DNA Testing: An Introduction For Non-Scientists
An
Illustrated Explanation
by DONALD E. RILEY, Ph.D.
University of Washington
(Copyright 1998)
Table of Contents
RFLP Analysis Explained in Easy Terms
The explanation of DNA testing that follows is intended as an introduction to the subject for those who may have limited backgrounds in biological science. While basically accurate, this explanation involves liberal use of illustration and, in some cases, over-simplification. Although intended to be informative, this is a brief and incomplete explanation of a complex subject. The author suggests consulting the scientific literature for more rigorous details and alternative views.
DNA is material that governs inheritance of eye color, hair color, stature, bone density and many other human and animal traits. DNA is a long but narrow string-like object. A one foot long string or strand of DNA is normally packed into a space roughly equal to a cube 1/millionth of an inch on a side. This is possible only because DNA is a very thin string.
Our body's cells each contain a complete sample of our DNA. One cell is roughly equal in size to the cube described in the previous paragraph. There are muscle cells, brain cells, liver cells, blood cells, sperm cells and others. Basically, every part of the body is made up of these tiny cells and each contains a sample or complement of DNA identical to that of every other cell within a given person. There are a few exceptions. For example, our red blood cells lack DNA. Blood itself can be typed because of the DNA contained in our white blood cells.
Not only does the human body rely on DNA but so do most living things including plants, animals and bacteria.

# What is required
Return the passage of the DNA testing introduction starting with "DNA Testing: An" and going on through "and alternative views.", reproduced word for word.

# Dataset records
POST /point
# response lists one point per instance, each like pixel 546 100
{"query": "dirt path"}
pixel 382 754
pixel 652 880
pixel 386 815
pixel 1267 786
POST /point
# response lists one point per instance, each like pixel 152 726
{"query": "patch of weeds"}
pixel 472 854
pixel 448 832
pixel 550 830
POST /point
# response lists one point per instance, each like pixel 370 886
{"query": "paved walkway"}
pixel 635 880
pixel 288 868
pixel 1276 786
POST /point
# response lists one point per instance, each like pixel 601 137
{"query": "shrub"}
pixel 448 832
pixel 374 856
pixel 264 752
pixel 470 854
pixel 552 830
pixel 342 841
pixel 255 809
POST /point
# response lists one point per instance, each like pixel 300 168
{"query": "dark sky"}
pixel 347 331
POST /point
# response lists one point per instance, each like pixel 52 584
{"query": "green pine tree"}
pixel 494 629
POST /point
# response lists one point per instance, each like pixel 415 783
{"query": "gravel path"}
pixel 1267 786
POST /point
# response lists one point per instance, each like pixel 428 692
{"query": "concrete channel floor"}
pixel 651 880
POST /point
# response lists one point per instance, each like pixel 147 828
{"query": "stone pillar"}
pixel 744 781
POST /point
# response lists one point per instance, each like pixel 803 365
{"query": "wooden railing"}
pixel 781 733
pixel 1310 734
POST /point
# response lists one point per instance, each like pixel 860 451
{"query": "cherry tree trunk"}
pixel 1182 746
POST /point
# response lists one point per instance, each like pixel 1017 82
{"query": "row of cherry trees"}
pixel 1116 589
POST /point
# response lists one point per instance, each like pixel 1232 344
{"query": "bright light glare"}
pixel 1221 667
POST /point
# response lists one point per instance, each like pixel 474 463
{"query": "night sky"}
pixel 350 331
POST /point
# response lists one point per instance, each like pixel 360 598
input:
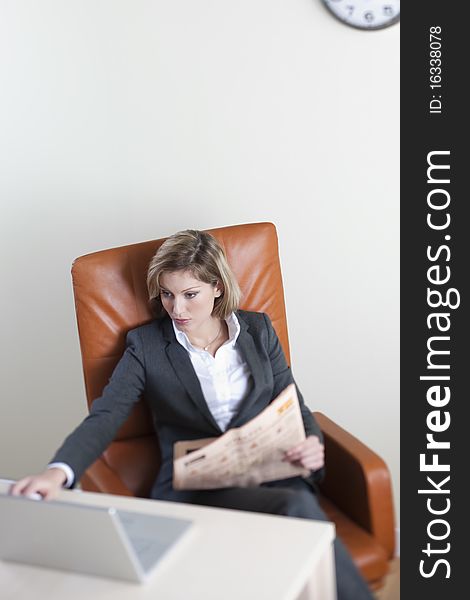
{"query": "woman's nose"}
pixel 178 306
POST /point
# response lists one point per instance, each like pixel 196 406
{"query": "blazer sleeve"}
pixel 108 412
* * *
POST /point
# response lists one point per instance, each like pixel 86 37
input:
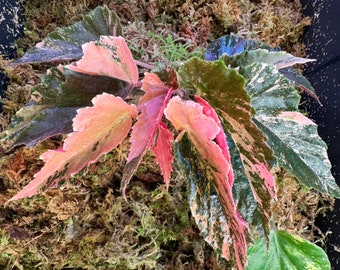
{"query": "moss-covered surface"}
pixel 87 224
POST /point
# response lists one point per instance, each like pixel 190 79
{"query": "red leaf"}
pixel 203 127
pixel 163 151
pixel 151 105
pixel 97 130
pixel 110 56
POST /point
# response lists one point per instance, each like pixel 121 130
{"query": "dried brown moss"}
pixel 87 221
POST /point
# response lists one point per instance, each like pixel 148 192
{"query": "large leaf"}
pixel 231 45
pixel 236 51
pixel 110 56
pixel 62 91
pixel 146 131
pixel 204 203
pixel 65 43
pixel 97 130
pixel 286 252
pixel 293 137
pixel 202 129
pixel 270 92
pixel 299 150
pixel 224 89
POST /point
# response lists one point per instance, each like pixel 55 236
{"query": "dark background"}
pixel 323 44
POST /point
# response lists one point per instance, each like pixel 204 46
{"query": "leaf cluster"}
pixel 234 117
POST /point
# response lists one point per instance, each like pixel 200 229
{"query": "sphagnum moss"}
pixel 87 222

# Exercise output
DNA Testing: An Introduction For Non-Scientists
An
Illustrated Explanation
by DONALD E. RILEY, Ph.D.
University of Washington
(Copyright 1998)
Table of Contents
RFLP Analysis Explained in Easy Terms
The explanation of DNA testing that follows is intended as an introduction to the subject for those who may have limited backgrounds in biological science. While basically accurate, this explanation involves liberal use of illustration and, in some cases, over-simplification. Although intended to be informative, this is a brief and incomplete explanation of a complex subject. The author suggests consulting the scientific literature for more rigorous details and alternative views.